■ DATA PROVIDED ■
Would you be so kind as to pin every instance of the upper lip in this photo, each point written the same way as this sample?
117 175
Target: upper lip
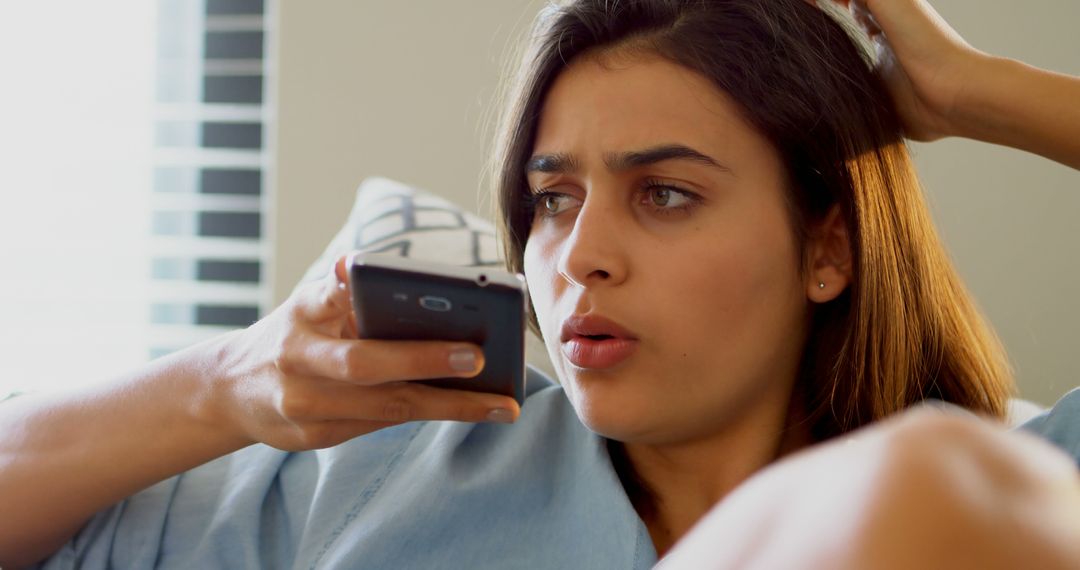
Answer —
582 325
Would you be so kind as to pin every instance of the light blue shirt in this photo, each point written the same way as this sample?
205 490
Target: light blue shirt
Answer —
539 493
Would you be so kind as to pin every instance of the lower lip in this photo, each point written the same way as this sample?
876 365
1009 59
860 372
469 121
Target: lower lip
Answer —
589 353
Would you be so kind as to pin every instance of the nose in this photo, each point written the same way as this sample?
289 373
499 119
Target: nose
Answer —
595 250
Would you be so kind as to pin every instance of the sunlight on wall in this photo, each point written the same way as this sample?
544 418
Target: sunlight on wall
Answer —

■ TASK DESCRIPTION ■
Could you print all of the records above word for word, leaving out the pictures?

■ ANSWER TO THIS PROBLEM ■
Would you be so kind as to pin every instance of the upper lip in this photo, each point written the same way as this sample?
117 175
Target: upper lip
Answer —
582 325
Would you be so kind as to pin every instance of the light blue shirt in this photo, each point written the same way as this sample?
205 490
Target: light blue shirt
Answer —
539 493
Would you be so kind as to pin every instance of the lower lip in this photo, each point written the same way as this sample?
876 365
1009 59
860 372
469 121
Target: lower lip
Answer —
589 353
Would you be so kind as to pin every instance of the nose in this photo, each point written the same way as this sample?
289 373
499 119
Target: nose
Answer —
595 250
Would you be so kind as to pin every instance of the sunlight on wall in this photo, each point written the same way as this sample?
544 418
Target: sunlight on wall
Answer —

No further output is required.